§ Required task 1:
Answer these questions using the post about Billie Holiday and "Strange Fruit."
(a) Who posted the lyrics to "Strange Fruit"?
(b) What was tucked in Lady Day's hair in the imagined nightclub scene?
(c) According to her autobiography, what happened every time Billie Holiday had to sing the song?
§ Required task 2:
Swap "nostalgia" for "fondness" in the post about Billie Holiday, and write out its text between "Lady Sings The" and "to the news.", inclusive.
§ Required task 3:
Extend the post about Billie Holiday and "Strange Fruit" by continuing it after its last sentence.

§ Page extract:

Lady Sings The Dixiecrat Double Entendre Blues
In honor (or perhaps I should say
dishonor) of Trent Lott's nostalgia for the good old days of segregation,
Devra recently posted lyrics (and a link, if you'd like to listen) to Billie Holiday's "Strange Fruit," a song about lynching. Keeping in mind Pat Buchanan's breathtakingly stupid choice of
words in defense of Lott* it was a well-chosen musical accompaniment to the news.
Devra's post started me thinking about something I
read a long time ago about Billie Holiday, "Strange Fruit," racism, and the interpretation of words.
Try to imagine Lady Day in an evening gown, a white gardenia tucked in her hair, on stage in a nightclub, singing a graphic song about lynching, while her audience sipped champagne. It's impossible, grotesque. And in fact, Billie was generally reluctant to sing the song, partly because, as you can imagine, it took a lot out of her. In her
autobiography she 

says she threw up every time she had to sing it. But she also had mixed feelings about the song because her audiences so often missed the point. She'd sometimes get bizarre requests to sing the "sexy" song about "black bodies," which unnerved her to say the least. Proof, if you need any, that as often as not, even the most eloquent voice is not heard.

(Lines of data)
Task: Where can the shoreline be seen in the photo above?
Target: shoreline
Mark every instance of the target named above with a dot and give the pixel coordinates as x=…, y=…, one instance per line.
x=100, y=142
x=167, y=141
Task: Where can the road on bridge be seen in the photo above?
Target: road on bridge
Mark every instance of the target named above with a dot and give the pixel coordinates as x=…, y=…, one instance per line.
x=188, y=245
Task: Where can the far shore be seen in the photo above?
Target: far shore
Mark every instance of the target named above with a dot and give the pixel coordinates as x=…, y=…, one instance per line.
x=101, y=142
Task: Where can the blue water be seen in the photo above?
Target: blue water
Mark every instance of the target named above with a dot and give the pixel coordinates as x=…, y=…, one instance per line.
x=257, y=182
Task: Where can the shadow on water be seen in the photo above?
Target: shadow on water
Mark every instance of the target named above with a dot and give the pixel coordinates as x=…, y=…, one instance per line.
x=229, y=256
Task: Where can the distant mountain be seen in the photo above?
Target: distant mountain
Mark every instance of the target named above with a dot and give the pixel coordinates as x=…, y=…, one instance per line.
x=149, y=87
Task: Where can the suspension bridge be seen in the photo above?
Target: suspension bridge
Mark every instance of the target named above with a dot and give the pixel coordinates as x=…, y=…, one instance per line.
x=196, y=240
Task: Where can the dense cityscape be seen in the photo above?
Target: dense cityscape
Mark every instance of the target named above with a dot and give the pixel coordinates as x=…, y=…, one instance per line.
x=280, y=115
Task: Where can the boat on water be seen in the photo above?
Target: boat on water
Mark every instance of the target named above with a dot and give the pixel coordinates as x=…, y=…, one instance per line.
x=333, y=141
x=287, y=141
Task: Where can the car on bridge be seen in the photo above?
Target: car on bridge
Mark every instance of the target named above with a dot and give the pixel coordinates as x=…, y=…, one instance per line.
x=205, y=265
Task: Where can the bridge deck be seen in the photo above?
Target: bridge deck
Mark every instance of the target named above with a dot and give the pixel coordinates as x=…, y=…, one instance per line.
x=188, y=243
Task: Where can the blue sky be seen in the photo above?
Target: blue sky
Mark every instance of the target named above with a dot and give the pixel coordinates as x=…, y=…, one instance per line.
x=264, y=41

§ Task answer 1:
(a) Devra
(b) A white gardenia
(c) She threw up.

§ Task answer 2:
Lady Sings The Dixiecrat Double Entendre Blues
In honor (or perhaps I should say
dishonor) of Trent Lott's fondness for the good old days of segregation,
Devra recently posted lyrics (and a link, if you'd like to listen) to Billie Holiday's "Strange Fruit," a song about lynching. Keeping in mind Pat Buchanan's breathtakingly stupid choice of
words in defense of Lott* it was a well-chosen musical accompaniment to the news.

§ Task answer 3:
When she did perform the song, it was usually at the end of a show. Two different kinds of audiences heard "Strange Fruit." One was a group Billie trusted. If she sensed that an audience was with her -- not just that they liked her act, but that they understood and appreciated the artistry of a woman who was changing the shape and structure of popular song -- she would sometimes sing "Strange Fruit" as a gift, the way you might share a painful secret with a friend who could understand that sharing was an act of trust and honor.
But she also used the song as a weapon. In
Lady Sings The Blues she describes a scene that was all too common:
This white boy stayed around just to bug me. When I started singing...he'd start kicking up a storm of noise, rattling glasses, calling me nigger, and cursing nigger singers.
When she had that kind of audience, she would pull out "Strange Fruit," spitting out the words, as if to say, I know who you are, and I understand everything I need to know about why you're treating me this way.
One song, with many meanings -- most of them within the artist's control.
Southern trees bear a strange fruit
You don't have to start with a work of art to sing one song in different ways. You can start with words like "states' rights" and "traditional values." There's nothing wrong with the words themselves. Here in the central California suburbs, when Republicans I know hear politicians talk about things like "states' rights," what they hear is a message of smaller government and more local control. That's a perfectly reasonable thing to be in favor of. In some instances, I'd even agree with them.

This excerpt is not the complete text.